AIM OF THE EXERCISE:
An exact copy of all the data is needed, with every picture left out.

────

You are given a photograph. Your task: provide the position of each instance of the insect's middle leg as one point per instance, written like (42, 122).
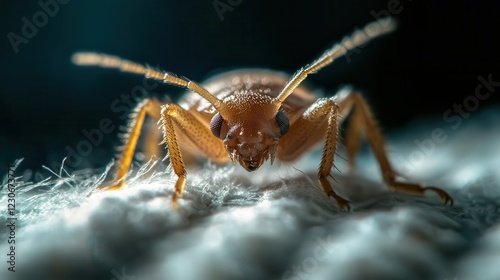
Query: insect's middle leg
(362, 120)
(174, 117)
(319, 121)
(149, 107)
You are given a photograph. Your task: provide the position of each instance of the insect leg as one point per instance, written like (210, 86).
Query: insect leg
(362, 120)
(320, 121)
(174, 117)
(150, 107)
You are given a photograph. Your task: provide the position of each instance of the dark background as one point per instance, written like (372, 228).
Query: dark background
(430, 63)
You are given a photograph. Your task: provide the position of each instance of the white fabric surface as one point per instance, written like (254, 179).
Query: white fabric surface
(274, 223)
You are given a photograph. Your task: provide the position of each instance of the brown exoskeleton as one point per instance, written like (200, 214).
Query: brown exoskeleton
(253, 116)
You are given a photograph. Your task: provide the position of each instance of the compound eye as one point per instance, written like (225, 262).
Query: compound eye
(283, 122)
(216, 125)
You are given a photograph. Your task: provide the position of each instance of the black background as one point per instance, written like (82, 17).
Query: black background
(430, 63)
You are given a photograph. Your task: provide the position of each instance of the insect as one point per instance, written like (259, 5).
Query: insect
(251, 116)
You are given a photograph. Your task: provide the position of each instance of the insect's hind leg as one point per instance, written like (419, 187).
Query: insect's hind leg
(319, 121)
(362, 120)
(149, 107)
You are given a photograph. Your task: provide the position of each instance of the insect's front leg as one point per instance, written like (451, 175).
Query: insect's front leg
(320, 121)
(174, 117)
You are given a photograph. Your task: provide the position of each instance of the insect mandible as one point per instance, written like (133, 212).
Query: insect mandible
(250, 116)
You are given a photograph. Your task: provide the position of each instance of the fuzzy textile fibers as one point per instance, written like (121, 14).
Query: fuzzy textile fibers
(274, 223)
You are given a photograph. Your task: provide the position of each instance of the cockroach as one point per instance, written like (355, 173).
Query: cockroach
(251, 116)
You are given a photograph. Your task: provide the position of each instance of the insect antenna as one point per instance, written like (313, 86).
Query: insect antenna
(356, 39)
(109, 61)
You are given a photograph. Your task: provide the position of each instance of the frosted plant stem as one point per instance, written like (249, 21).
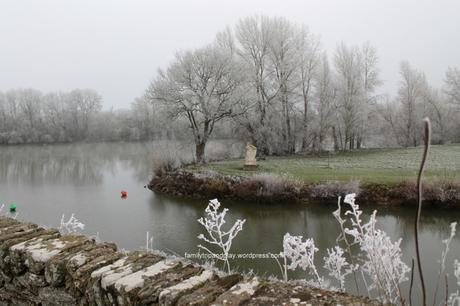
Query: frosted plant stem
(427, 140)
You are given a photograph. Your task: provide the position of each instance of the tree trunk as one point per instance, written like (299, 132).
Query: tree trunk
(200, 152)
(334, 136)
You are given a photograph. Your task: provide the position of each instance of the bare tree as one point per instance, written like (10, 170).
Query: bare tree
(254, 35)
(349, 93)
(309, 61)
(370, 81)
(411, 95)
(83, 105)
(202, 86)
(324, 97)
(453, 85)
(284, 58)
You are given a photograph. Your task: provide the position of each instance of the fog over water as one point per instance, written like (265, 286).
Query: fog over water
(115, 47)
(86, 179)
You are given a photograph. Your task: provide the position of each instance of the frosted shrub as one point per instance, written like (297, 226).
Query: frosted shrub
(9, 214)
(301, 254)
(216, 235)
(379, 263)
(337, 266)
(382, 262)
(71, 226)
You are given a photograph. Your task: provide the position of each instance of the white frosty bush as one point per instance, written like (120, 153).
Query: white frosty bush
(216, 235)
(380, 262)
(70, 226)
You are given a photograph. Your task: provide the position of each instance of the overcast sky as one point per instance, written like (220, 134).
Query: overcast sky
(115, 47)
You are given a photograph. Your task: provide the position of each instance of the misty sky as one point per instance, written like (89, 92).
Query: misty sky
(115, 47)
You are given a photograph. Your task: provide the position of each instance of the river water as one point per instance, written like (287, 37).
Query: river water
(86, 179)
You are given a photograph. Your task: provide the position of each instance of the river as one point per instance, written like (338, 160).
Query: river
(86, 179)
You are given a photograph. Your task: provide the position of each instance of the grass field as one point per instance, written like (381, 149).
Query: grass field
(367, 166)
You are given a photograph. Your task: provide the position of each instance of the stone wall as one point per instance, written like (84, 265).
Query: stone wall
(40, 266)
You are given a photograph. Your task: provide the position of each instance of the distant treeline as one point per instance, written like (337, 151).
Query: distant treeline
(30, 116)
(271, 80)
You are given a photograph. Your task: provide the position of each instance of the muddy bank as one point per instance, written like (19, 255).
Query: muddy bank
(267, 188)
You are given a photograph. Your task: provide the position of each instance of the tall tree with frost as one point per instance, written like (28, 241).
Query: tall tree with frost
(202, 86)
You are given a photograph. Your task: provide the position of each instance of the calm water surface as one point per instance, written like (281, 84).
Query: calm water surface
(86, 179)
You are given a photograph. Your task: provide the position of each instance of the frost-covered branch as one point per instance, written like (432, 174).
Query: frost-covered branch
(71, 226)
(216, 235)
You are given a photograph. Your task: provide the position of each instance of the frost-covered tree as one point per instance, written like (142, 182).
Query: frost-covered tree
(202, 86)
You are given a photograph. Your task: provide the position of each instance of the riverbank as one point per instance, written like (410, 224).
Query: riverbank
(270, 188)
(377, 176)
(40, 266)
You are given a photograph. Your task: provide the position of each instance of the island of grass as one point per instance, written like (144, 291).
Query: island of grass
(379, 176)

────

SOLUTION FOR THIS PROBLEM:
You are given a photograph. Your task: provide the position of each instance of the insect's middle leg as one point per instance, written like (42, 122).
Query: insect's middle leg
(362, 120)
(174, 117)
(319, 121)
(149, 107)
You are given a photograph. Your task: provide the position of each instance of the insect leg as one point per instance, written like (210, 86).
Query: insect leg
(362, 120)
(320, 121)
(174, 117)
(150, 107)
You are given a photograph. Your task: provide the position of each instance of the dark background as one point per instance, written like (372, 228).
Query: dark background
(430, 63)
You are given a photograph. Your task: provide the position of each instance of the white fabric surface as one point per instance, written like (254, 179).
Query: white fabric surface
(274, 223)
You are given a photograph. Your task: provide the position of each instance of the brown exoskeleton as one point per instance, written like (200, 214).
Query: brown exoskeleton
(253, 116)
You are given a photograph. Your task: provide the position of each instance of the compound eye as one point per instance, written like (225, 262).
Query: compound eye
(283, 122)
(216, 125)
You are given a photograph. Your task: provide the position of each instance of the black background as one point per instance, written like (82, 17).
Query: black background
(430, 63)
You are given a photograph. Your task: provide the position of each instance of the insect as one point per instance, written like (259, 5).
Query: insect
(251, 116)
You are given a photograph. Your task: provide the position of each instance of the insect's hind leg as one point per instance, written like (419, 187).
Query: insect's hind leg
(319, 121)
(362, 120)
(149, 107)
You are given a photograph. Your task: provide the position of each instance of the insect's front leg as one point per instance, written like (451, 175).
Query: insect's front leg
(320, 121)
(174, 117)
You are given a photograph. Your task: provide the position of each instance of the insect mandible as one point per instance, written like (133, 212).
Query: insect mandible
(250, 116)
You are given a photograph. Your task: provide the position of each instance of the fuzzy textile fibers as one point per instance, written like (121, 14).
Query: fuzzy textile fibers
(274, 223)
You are given a photograph. Your task: provide the position of each instance of the cockroach as one point per instance, written like (355, 173).
Query: cockroach
(251, 116)
You are given a photograph. Your task: provide the position of each instance of the insect antenna as one point per instance, written like (313, 86).
Query: insect antenna
(356, 39)
(109, 61)
You are given a photograph. Your task: provide the position of each instance of the frosted plant stem as one point per instance, written like (249, 21).
Query: frosted plant stem
(427, 140)
You are given a photograph. Your task: provide the position of each instance of the tree trunk as one point per instance, written like (299, 132).
Query: tree trunk
(200, 152)
(334, 136)
You are given a photograph. Your task: provide the position of each instance of the bare tree as one point per instance, written like (10, 170).
Query: bare tree
(254, 35)
(349, 93)
(309, 61)
(370, 81)
(411, 95)
(83, 105)
(202, 86)
(324, 97)
(453, 85)
(284, 58)
You are given a photograph. Your task: provide the position of each instance of the fog over water as one point per instance, written like (265, 286).
Query: fog over water
(115, 47)
(86, 179)
You are given a photograph. Your task: provide the position of each instance of the frosted shrub as one point per instance, written like (297, 226).
Query: frosted shrub
(9, 214)
(301, 254)
(216, 235)
(379, 263)
(337, 266)
(382, 262)
(71, 226)
You are given a photograph. Your task: provide the position of each instance of the white frosty bush as one point per instance, written like (120, 153).
Query: white frosty bush
(216, 235)
(380, 262)
(70, 226)
You are given a photograph. Your task: provide the position of each instance of the overcast sky as one point per instance, written like (220, 134).
Query: overcast sky
(115, 47)
You are given a photograph. Your task: provide the position of each instance of the misty sky as one point per instance, written like (89, 92).
Query: misty sky
(115, 47)
You are given a photograph. Your task: provide the position of each instance of the river water as one point per instance, written like (287, 37).
Query: river water
(86, 179)
You are given a photograph. Your task: provide the position of each instance of the river as one point per instance, written like (338, 160).
Query: river
(86, 179)
You are given a photograph. Your task: provide the position of each instance of the grass field as one point per instance, written like (381, 149).
Query: grass field
(367, 166)
You are given a photograph. Your task: provide the position of each instance of the stone wall as one point per instance, written like (84, 265).
Query: stone wall
(40, 266)
You are given a photograph. Your task: provide the position of each instance of the distant treeline as one point per instance, written like (337, 151).
Query: distant treeline
(30, 116)
(271, 80)
You are given a photograph. Your task: provide the position of each instance of the muddy bank as one point per instance, written like (19, 255).
Query: muddy bank
(267, 188)
You are given a photograph. Your task: provide the position of each instance of the tall tree with frost as one point per instance, written like (28, 241).
Query: tall tree with frost
(202, 86)
You are given a photograph. Your task: provide the position of each instance of the calm water surface as one point per instance, written like (281, 84).
Query: calm water surface
(86, 179)
You are given a photograph. Your task: provide the position of each instance of the frost-covered branch as one point per instance, written like (432, 174).
Query: frost-covered branch
(71, 226)
(216, 235)
You are given a photograph. Your task: provide the position of each instance of the frost-covered tree as one point per instance, written like (142, 182).
Query: frost-covered tree
(202, 86)
You are given a photograph. Your task: provide the position of each instance of the riverbank as one point per instance, written like (410, 224).
Query: riverbank
(270, 188)
(377, 176)
(40, 266)
You are given a photograph. Your task: provide the position of each instance of the island of grass as one point per instance, written like (144, 291).
Query: island of grass
(379, 176)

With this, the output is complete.